» YOUR TASK
May I please have every record restated word for word, with the images left out?
THE DATA START
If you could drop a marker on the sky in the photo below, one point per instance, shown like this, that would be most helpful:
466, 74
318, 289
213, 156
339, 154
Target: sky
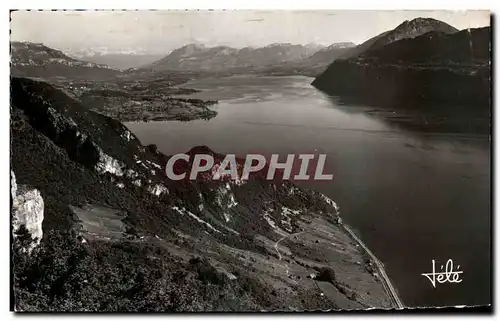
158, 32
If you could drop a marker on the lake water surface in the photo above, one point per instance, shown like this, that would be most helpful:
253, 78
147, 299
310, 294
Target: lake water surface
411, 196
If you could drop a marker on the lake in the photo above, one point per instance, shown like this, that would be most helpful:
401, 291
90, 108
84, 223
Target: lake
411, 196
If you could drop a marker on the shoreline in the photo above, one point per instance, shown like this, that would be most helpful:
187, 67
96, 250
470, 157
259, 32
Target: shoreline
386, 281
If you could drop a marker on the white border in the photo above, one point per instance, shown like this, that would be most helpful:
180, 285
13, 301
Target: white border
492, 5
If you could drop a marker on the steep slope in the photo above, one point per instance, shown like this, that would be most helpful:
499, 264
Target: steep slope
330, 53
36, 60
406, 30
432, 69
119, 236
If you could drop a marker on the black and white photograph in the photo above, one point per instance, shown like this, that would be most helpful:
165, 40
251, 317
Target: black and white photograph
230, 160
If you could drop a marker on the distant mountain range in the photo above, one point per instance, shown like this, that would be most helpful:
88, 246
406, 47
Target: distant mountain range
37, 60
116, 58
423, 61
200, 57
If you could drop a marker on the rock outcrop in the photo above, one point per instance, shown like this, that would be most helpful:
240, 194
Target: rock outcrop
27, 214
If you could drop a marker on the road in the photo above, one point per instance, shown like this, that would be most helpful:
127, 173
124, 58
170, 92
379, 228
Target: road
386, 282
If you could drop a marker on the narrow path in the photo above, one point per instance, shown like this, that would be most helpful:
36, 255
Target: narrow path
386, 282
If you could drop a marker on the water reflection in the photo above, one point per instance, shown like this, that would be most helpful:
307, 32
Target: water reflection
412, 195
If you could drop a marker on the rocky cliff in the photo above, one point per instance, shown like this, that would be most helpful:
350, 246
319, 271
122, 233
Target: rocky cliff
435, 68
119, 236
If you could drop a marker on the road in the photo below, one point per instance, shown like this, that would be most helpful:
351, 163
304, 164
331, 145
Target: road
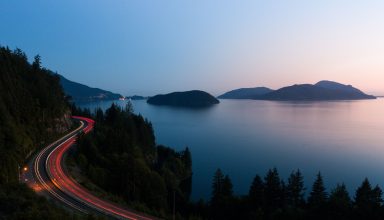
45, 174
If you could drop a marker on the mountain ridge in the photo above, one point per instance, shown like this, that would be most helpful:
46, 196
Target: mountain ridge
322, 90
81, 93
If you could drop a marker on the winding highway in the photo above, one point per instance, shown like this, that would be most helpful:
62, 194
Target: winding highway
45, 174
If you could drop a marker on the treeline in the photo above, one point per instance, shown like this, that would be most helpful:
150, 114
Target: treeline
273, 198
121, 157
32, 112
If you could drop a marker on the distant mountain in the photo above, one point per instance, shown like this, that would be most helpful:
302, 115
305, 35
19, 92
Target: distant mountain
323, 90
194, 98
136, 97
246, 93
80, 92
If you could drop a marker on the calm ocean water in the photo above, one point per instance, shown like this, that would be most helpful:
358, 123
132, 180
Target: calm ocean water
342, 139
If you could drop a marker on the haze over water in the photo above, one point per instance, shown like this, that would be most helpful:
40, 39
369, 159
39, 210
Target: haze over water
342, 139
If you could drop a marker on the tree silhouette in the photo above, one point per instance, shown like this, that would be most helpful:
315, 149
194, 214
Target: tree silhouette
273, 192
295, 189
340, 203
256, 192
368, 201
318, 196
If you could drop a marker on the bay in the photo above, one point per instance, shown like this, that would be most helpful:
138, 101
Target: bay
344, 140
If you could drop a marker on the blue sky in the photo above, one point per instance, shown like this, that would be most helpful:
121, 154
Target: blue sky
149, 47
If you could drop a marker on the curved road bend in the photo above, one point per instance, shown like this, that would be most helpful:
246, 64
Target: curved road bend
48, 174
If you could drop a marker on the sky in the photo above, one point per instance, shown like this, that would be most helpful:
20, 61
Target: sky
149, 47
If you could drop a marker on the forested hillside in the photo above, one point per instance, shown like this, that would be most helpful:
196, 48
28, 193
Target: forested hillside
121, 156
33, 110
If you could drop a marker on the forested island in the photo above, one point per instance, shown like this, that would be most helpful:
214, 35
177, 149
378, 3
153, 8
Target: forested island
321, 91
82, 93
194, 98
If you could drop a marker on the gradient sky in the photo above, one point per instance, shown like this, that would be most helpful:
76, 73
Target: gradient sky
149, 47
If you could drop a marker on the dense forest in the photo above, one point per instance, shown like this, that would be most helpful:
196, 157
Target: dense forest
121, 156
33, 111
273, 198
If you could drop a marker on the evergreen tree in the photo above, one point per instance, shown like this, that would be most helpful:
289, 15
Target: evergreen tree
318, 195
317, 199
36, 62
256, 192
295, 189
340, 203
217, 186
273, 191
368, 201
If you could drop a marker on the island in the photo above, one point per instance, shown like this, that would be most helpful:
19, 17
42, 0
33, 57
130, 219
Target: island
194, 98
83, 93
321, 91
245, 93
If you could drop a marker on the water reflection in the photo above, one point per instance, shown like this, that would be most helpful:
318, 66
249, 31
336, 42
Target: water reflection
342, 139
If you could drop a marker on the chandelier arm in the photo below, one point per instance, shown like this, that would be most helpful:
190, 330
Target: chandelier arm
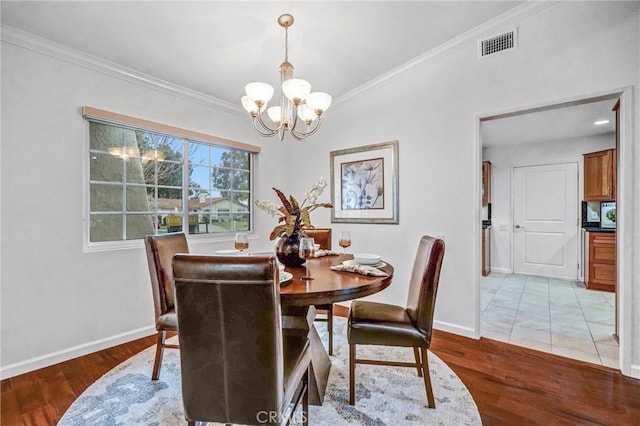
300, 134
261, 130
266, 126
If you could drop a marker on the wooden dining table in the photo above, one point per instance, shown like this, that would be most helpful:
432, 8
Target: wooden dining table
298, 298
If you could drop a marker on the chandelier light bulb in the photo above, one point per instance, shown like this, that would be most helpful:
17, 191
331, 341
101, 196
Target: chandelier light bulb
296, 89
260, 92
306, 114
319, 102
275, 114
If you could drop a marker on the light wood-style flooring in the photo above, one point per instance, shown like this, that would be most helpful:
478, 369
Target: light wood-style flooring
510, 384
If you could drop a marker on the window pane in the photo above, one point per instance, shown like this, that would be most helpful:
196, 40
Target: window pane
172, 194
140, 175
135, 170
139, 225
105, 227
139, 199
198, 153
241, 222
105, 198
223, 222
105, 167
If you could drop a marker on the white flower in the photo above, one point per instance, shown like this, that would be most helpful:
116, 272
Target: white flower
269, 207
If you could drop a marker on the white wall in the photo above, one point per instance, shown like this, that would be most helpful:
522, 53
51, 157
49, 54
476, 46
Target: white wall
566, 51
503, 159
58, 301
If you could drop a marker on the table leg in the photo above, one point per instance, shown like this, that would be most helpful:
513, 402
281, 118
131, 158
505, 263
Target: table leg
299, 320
THE DATA END
» WRITTEN ANSWER
If you could drop a marker on the sky in the photo below, one point per instance, shown like this, that would be most helpful:
466, 74
318, 289
213, 156
339, 154
Target: sky
158, 32
If you could drop a marker on the lake water surface in the photo above, one point per instance, shown like this, that would be most helpful:
253, 78
147, 299
310, 294
Target: lake water surface
411, 196
If you could drop a marker on the lake in the photo above, one point per instance, shown like this, that would be most helpful:
401, 291
90, 108
84, 223
Target: lake
411, 196
If you could drop a marker on the shoreline in the photo above, one point per instance, shown like this, that would be most helpful:
187, 67
96, 250
470, 157
259, 32
Target: shoreline
386, 281
If you could drop a marker on the white border in the photo above, one point per instance, shown like this, that would be most helpful:
180, 285
13, 301
Target: white border
492, 5
If you could drop a marker on the steep slope in the photo above, one point per instance, shown like this, that would be most helpful:
499, 264
Target: steep slope
330, 53
36, 60
406, 30
432, 69
119, 236
If you could drop a marker on the black and white photograph in the photo above, one point per instance, shown like this, that would be most helpful:
165, 40
251, 317
Target: black and white photograph
230, 160
If you could drop a marker on the distant mountain range in the photo above, one point per instance, shown like this, that would be most helpful:
88, 246
406, 47
Target: distant mountain range
37, 60
116, 58
423, 61
200, 57
If you could drop a marker on the rock outcrop in the photo above, one point per instance, shown like this, that would be most helpful:
240, 194
Target: rock outcrop
27, 214
If you could drop a marker on the road in the photo above, one point per instance, shown like this, that would be most helpful:
127, 173
124, 58
170, 92
379, 228
Target: road
386, 282
If you could drop a marker on the narrow path in the photo above, one point per instance, shown like this, that would be most helpful:
36, 255
Target: narrow path
386, 282
If you could drop a marker on the water reflection in the photo above, one point per instance, shown like this, that would be most helpful:
307, 32
Target: water reflection
412, 195
If you could drop a marker on the rocky cliff in the photo above, one point per instance, shown like this, that would be most helpful:
350, 246
319, 271
122, 233
Target: rocky cliff
435, 68
119, 236
If you could drop a marker on the road in the photo below, one point per instance, shown like this, that would be most helpful:
351, 163
304, 164
331, 145
Target: road
45, 174
If you could drop a marker on the mountain ridge in the photo above, one point per instance, shown like this, that would be most helpful:
46, 196
Target: mountain ridge
322, 90
81, 93
If you could drop a marker on the winding highway in the photo above, one point per instance, shown like this, that would be most helpful:
62, 194
Target: winding highway
45, 174
If you could drop a marker on the treeline in the photo above, one point per instance, shown like this, that would be most helpful:
150, 114
Target: treeline
273, 198
121, 157
32, 112
If you could drop a marker on the distant mountain in the photo above, one point per instance, shown like this, that would be most helpful:
302, 115
305, 35
19, 92
Target: distant mountain
323, 90
194, 98
136, 97
246, 93
80, 92
If you could drop a marker on the calm ocean water in the photo above, one point per instance, shown like this, that would be most helpful:
358, 123
132, 180
Target: calm ocean water
342, 139
If you could drop a marker on the haze over water in the photo above, one point per instance, shown like this, that would be most helpful:
40, 39
369, 159
39, 210
Target: haze over water
342, 139
If you could drop a marker on the tree silhouette in the photo above, one point per instance, shown like this, that would be most helpful:
315, 149
194, 214
Target: tree silhouette
273, 192
295, 189
340, 203
256, 192
368, 201
318, 196
If you could drop a marker on the bay in the photo above, one point per instance, shown like this, that would be most helpful:
138, 101
Target: bay
344, 140
If you could drop a marker on the blue sky in the photo above, one point per instance, shown like this, that would be most helpful:
121, 154
Target: blue sky
149, 47
If you could drop a marker on the curved road bend in the photo above, one point per instance, shown like this, that would be most helpful:
246, 64
Target: curved road bend
48, 174
If you could drop a marker on the sky in the photo above, one point per instance, shown like this, that would be most helpful:
20, 61
Target: sky
149, 47
If you could drop a marker on the forested hillside in the photo above, one point per instance, shown like this, that would be most helpful:
196, 48
28, 193
Target: forested hillside
121, 156
33, 110
If you could drop a marker on the forested island in the photo above, one point per instance, shown like this, that would be most helpful:
214, 35
177, 149
378, 3
153, 8
Target: forested island
321, 91
82, 93
194, 98
If you could drop a marker on the gradient sky in the photo above, one point per instance, shown like this, that would be most helpful:
76, 73
Target: gradient sky
149, 47
If you could drop a marker on the dense forest in the photo above, one point per instance, shown like this, that would be most helpful:
196, 157
Target: dense forest
121, 156
33, 111
273, 198
If you could drop a marker on the evergreen tree in the photo above, one point per instance, shown like this, that would be most helpful:
289, 15
Target: evergreen tree
318, 195
317, 199
36, 62
256, 192
295, 189
340, 203
217, 186
273, 191
368, 201
If you could drop a marker on the island in the photo above, one point per instance, shown like this, that would be most helpful:
19, 17
42, 0
33, 57
130, 219
Target: island
194, 98
83, 93
321, 91
245, 93
If you could drop a marker on the water reflection in the photo above, one point per instance, shown like this, that would be most helpful:
318, 66
249, 31
336, 42
Target: water reflection
342, 139
If you could drop a marker on the chandelier arm in the photo below, one point per instance, shown like this, that would be most helpful:
190, 330
Target: chandelier arm
300, 134
261, 130
266, 126
If you could drop a marker on the wooden dining table in the photo above, one point per instance, shown like this, that would be most helpful:
432, 8
Target: wooden dining table
298, 298
If you could drop a marker on the chandelier light bulb in the photo above, one point per instance, shown like this, that would be most helpful:
17, 191
331, 341
101, 196
Target: chandelier light bulb
296, 89
260, 92
306, 114
319, 102
275, 114
If you could drop a marker on the light wood-style flooring in the photo above, one point per instance, shown like this, that would be most helpful:
478, 369
Target: light wood-style flooring
510, 384
If you could drop a marker on the window pane in the photo above, one point per instance, shown like this, that would be most helpful:
196, 40
Target: window pane
172, 194
140, 175
135, 170
139, 225
105, 227
139, 199
198, 153
241, 222
105, 198
223, 222
105, 167
If you could drop a marker on the white flower in the photo above, one point per instance, shown like this, that would be most helpful:
116, 272
Target: white flower
269, 207
If you could drop a marker on the white wall in the photo above, one point per instance, shown like this, that would be most helpful:
522, 53
51, 157
49, 54
476, 46
Target: white wall
566, 51
503, 159
58, 301
If you could drop a marker on the table leg in the photo above, one point per instance, shown like this, that would be most helpful:
513, 402
281, 118
131, 158
505, 263
Target: table leg
299, 320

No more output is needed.